[EXERCISE]: Your task is to give the data again, exactly, with every line intact.

[INFORMATION SUPPLIED]:

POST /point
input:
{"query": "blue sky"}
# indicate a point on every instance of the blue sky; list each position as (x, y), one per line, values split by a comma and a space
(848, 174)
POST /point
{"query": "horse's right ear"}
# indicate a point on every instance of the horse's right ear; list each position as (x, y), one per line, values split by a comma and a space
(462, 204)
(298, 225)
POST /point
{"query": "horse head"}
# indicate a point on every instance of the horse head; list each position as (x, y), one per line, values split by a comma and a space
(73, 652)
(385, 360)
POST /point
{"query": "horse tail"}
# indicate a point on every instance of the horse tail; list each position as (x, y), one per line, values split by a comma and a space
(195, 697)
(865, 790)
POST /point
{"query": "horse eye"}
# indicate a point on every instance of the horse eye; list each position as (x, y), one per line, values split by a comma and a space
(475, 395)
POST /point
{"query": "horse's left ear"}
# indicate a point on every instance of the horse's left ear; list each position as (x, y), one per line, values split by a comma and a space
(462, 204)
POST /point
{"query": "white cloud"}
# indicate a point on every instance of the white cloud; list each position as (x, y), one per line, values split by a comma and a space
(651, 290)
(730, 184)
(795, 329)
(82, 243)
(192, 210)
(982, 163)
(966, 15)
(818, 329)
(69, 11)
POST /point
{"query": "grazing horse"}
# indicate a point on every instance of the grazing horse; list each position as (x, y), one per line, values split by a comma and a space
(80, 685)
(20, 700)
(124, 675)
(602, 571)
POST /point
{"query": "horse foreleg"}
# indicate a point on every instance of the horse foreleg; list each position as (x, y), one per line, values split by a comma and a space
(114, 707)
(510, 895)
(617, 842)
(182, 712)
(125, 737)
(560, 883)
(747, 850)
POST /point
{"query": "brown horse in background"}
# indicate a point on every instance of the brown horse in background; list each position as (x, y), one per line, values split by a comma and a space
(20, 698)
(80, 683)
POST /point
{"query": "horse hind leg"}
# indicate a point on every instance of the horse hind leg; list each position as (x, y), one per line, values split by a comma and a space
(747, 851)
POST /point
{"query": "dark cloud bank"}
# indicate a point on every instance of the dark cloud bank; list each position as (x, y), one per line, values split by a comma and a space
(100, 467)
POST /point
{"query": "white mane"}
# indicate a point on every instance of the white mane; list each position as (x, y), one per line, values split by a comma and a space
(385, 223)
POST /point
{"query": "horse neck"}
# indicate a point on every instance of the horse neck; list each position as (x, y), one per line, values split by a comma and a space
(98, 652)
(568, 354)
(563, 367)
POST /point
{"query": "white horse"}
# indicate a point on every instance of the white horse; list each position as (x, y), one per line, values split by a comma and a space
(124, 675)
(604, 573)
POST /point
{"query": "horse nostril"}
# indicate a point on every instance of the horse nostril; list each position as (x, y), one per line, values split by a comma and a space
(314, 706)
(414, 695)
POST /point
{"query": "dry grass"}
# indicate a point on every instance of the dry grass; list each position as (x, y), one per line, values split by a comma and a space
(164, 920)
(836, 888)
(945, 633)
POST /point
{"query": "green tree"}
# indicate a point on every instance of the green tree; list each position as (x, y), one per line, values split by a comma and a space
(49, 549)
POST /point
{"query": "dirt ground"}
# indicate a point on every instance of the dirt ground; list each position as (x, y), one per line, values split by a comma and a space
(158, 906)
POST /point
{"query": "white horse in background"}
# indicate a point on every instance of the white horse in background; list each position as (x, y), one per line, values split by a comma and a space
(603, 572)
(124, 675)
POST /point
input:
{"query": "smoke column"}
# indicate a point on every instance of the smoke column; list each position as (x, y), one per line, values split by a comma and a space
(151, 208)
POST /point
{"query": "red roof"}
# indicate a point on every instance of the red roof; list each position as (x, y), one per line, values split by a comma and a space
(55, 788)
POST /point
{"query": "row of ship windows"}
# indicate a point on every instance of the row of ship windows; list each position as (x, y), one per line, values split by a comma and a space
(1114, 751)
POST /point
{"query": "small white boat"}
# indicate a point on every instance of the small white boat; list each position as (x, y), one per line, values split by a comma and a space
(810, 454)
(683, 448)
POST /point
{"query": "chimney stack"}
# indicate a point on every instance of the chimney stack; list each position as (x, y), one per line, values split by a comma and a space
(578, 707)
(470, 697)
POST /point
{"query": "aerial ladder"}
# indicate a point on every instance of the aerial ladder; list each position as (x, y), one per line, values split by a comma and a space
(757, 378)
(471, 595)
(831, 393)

[RESULT OF THE TASK]:
POST /point
input:
{"query": "blue sky"}
# indicate a point on every instance of the blue sky; list each position as (x, y), one per line, values split by a comma and a space
(848, 174)
POST /point
{"query": "horse's right ear"}
# indicate a point on every instance of the horse's right ear; list each position as (x, y), one per line, values split by a comma and a space
(462, 204)
(298, 225)
POST /point
{"query": "horse head"}
# indicate a point on every instance of the horse head; list each position as (x, y), one per line, values split by a comma and a space
(73, 652)
(385, 360)
POST /point
{"query": "horse tail"}
# indicate a point on every instance of the horse tail; list each position as (x, y), one per line, values split by a comma and a space
(195, 697)
(865, 790)
POST /point
{"query": "horse eye"}
# indicate a point on every instance of the horse eye; list each position as (x, y), one per line, values split by a comma and a space
(475, 395)
POST /point
{"query": "horse's left ear"}
# indicate a point on every instance of the horse's left ear; list each position as (x, y), one per line, values split by a comma and a space
(462, 204)
POST /point
{"query": "white cloud"}
# indicate a point on every instance of the white cloud; list each position as (x, y), one per line, values split by a comma and a space
(651, 290)
(730, 184)
(795, 329)
(82, 243)
(192, 210)
(982, 163)
(966, 15)
(818, 329)
(69, 11)
POST /point
{"query": "grazing horse"}
# indicate a point on every instance of the grazing horse; list each position as (x, y), one per line, values split by a comma and a space
(80, 685)
(20, 700)
(124, 675)
(602, 571)
POST /point
{"query": "horse foreleg"}
# indicate a point on every instance of the horse foreleg; list each position as (x, y), one per line, values split by a comma and a space
(114, 707)
(510, 895)
(617, 842)
(182, 712)
(125, 737)
(560, 883)
(747, 850)
POST /point
{"query": "brown horse in background"}
# indicate a point on every instance of the brown horse in background; list each position as (x, y), one per line, values split by a comma and a space
(20, 698)
(80, 683)
POST /point
{"query": "horse hind leg"}
# indicate a point on every instance of the horse hind leg; list each position as (x, y), one per line, values split by a comma and a space
(747, 851)
POST /point
{"query": "dark cloud bank"}
# indicate a point on every instance of the dark cloud bank; list each position as (x, y), one per line, values split by a comma and a space
(100, 467)
POST /point
{"query": "white mane"}
# indicate a point on every instance of the white mane; list each position as (x, y), one per line, values split by a comma and a space
(385, 223)
POST /point
{"query": "horse neck"}
# indicate a point on every instance of the horse neck; list each position as (x, y), one per line, values split by a comma and a space
(98, 652)
(568, 354)
(563, 367)
POST /point
{"query": "white horse"}
# indicate a point on every instance of the white horse; list each position as (x, y), one per line, values split by a comma and a space
(124, 675)
(604, 573)
POST /point
{"query": "horse nostril"}
# indicate a point on every instance of the horse nostril; list each position as (x, y), one per line, values split by a comma and a space
(314, 706)
(414, 695)
POST /point
{"query": "dry grass"}
# indicate a point on every instance of the dry grass; list each position as (x, y), one per line, values split by a comma and a space
(164, 920)
(836, 888)
(945, 633)
POST /point
{"query": "green tree"}
# indicate a point on every instance of the green tree; list each position as (x, y), one per line, values split by a comma and a space
(49, 549)
POST /point
{"query": "dirt ground"}
# indicate a point on every instance of the dirt ground; list each position as (x, y), one per line, values split by a comma and a space
(158, 906)
POST /point
{"query": "white horse in background"}
# indicate a point on every instance of the white horse in background; list each position as (x, y), one per line, values split by a comma and a space
(603, 572)
(124, 675)
POST /point
input:
{"query": "smoke column"}
# indicate a point on every instance of the smoke column; list each position as (x, y), one per line, values split by a comma and a space
(151, 208)
POST /point
{"query": "red roof"}
# indicate a point on every instance of the red roof; list each position as (x, y), one per line, values split by a comma and a space
(55, 788)
POST /point
{"query": "row of ship windows"}
# indicate a point on every instance of the row of ship windows; list each position as (x, y), one per line, values split by a comma and a space
(1114, 751)
POST /point
{"query": "small white boat"}
# indicate a point on every instance of the small white boat; list each position as (x, y), one per line, values split by a comma and a space
(810, 454)
(683, 448)
POST /point
{"query": "chimney stack"}
# indicate a point on every instance of the chimney stack; list each position as (x, y), one per line, values split by a comma and a space
(578, 707)
(470, 697)
POST /point
{"query": "aerial ladder"}
# indicate a point on every instance of the aerial ladder; list each position as (x, y), one per line, values split by a comma and a space
(757, 378)
(471, 595)
(831, 393)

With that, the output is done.